# START OF Data for this task

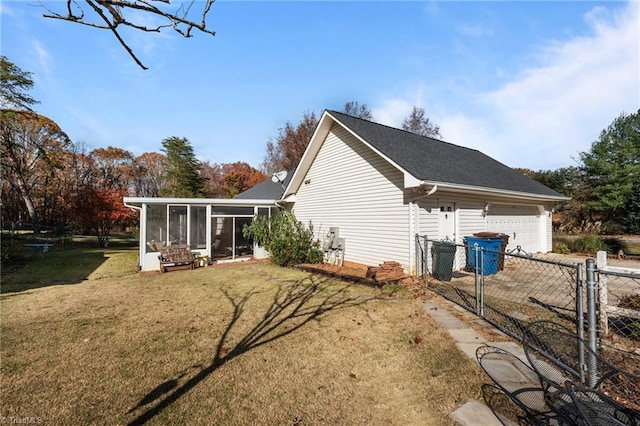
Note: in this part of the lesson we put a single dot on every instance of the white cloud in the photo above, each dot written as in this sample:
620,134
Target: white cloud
554,109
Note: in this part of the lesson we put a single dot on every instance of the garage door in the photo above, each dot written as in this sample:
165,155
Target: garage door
521,223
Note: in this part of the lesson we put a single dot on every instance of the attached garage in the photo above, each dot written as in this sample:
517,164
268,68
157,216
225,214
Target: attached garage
525,226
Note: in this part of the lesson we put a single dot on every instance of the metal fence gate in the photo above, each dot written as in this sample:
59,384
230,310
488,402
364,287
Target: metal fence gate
510,289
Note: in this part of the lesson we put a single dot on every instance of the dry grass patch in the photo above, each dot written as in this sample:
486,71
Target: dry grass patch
247,344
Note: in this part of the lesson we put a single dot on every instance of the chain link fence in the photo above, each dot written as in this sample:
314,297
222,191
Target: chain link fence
510,289
618,301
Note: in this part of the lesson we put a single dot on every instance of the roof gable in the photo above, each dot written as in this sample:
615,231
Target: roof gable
437,162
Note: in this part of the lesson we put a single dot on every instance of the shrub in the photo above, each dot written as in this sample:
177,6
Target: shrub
288,241
561,245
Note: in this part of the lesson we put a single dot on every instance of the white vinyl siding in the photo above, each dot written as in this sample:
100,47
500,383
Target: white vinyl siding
350,187
471,219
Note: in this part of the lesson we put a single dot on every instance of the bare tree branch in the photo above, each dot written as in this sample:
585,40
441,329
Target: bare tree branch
114,13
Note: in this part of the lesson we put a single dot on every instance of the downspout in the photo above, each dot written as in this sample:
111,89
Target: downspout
140,244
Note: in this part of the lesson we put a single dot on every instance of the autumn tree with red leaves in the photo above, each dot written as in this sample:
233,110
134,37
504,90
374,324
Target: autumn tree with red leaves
30,151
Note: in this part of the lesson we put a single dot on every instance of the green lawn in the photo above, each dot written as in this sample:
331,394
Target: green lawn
88,340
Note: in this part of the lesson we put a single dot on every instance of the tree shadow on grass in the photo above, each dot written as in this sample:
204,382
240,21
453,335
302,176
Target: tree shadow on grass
293,306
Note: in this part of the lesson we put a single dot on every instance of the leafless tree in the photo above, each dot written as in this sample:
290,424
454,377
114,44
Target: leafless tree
417,122
355,109
112,14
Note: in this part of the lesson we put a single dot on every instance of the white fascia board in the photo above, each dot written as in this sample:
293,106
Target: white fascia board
199,201
410,181
496,193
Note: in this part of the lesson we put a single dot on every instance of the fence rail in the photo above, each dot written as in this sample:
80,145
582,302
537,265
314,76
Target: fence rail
512,289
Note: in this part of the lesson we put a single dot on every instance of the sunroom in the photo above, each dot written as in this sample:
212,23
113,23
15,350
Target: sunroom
211,228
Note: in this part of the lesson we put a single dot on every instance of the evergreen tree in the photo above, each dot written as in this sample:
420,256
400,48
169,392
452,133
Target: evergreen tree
612,171
182,169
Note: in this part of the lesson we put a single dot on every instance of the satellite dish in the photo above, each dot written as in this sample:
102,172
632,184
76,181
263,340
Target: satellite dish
279,177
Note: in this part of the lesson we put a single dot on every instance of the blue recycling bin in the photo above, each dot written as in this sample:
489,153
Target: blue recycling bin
490,247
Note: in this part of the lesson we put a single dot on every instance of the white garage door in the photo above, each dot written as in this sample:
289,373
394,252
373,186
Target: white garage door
521,223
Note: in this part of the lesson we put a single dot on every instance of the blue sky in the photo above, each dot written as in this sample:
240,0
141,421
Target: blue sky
531,84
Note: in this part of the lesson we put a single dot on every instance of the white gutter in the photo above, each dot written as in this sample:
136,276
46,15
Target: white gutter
206,201
502,193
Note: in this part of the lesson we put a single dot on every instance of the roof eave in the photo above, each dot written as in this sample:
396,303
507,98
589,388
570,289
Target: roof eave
204,201
495,193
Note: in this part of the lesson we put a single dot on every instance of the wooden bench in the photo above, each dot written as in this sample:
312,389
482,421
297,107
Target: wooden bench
176,255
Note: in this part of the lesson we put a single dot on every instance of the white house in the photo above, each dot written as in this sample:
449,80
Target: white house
379,186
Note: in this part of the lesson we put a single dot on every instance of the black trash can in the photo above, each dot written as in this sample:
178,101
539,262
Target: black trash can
443,255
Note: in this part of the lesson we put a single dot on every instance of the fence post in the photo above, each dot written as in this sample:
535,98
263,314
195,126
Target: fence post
591,322
418,248
425,261
603,295
580,316
477,280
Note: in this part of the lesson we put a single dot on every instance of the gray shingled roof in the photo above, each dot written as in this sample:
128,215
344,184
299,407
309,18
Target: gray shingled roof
267,190
437,161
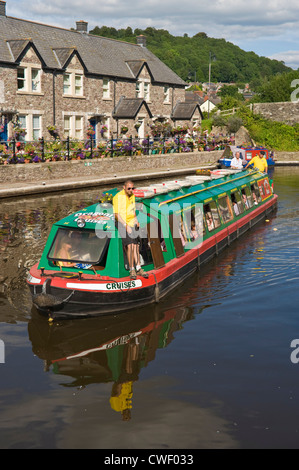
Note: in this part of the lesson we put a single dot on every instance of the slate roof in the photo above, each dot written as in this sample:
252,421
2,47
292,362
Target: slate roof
100,56
185,111
128,108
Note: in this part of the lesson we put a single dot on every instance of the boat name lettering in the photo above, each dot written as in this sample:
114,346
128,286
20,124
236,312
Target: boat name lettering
121,340
121,285
93,217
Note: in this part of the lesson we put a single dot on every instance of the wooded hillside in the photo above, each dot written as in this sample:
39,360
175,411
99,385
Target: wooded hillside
189,56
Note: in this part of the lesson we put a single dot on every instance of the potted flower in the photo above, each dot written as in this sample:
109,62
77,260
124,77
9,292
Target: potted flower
103,130
106,199
53,131
124,129
90,131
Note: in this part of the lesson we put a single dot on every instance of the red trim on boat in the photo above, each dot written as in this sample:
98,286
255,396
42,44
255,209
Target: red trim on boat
155,276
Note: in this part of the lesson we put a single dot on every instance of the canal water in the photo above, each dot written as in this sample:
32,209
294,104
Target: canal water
213,366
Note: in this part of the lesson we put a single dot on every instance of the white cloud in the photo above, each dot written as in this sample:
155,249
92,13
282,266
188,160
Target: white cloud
290,58
254,25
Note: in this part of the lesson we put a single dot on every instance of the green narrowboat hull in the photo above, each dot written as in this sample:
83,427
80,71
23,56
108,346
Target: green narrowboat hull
176,239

# END OF Data for this task

Print the line containing "of the wooded" and every line after it to the end of the records above, exactly as written, and nothing else.

Note: in this part of the lesson we put a single dot on every instance of the wooded hillside in the photo above, each dot written as in this sample:
39,360
175,411
99,385
Target: wooded hillside
189,56
Note: in this part of the lesson we put a single dot on every instance of the potted flower in the photo above, each dot written as in this sample:
109,62
77,260
124,77
9,292
Target: potted flower
103,130
106,199
53,131
124,129
90,131
Note: in this part of the lesson we put a single dot on every instance of the red trim on boat in the photo above, each dot written as in this sample:
98,286
255,396
42,44
255,209
Target: red trim on boat
155,276
Note: in this part of the lesson we put a single dot on every instance of the canal water in the photo above, each dot written as in this sample:
32,209
294,104
Target: canal water
213,366
Note: in this part of the lesson we put a single dot on every instance of the white cloud in the photo above, each dot written as in this sample:
155,249
92,13
282,266
188,160
Target: white cloud
290,58
254,25
Note: in this part of the lesson we put a single dot on every instance of the green narrowboat hull in the photo above, each dot written as in this sample:
83,427
80,71
23,56
108,346
Target: green narrowboat hull
176,239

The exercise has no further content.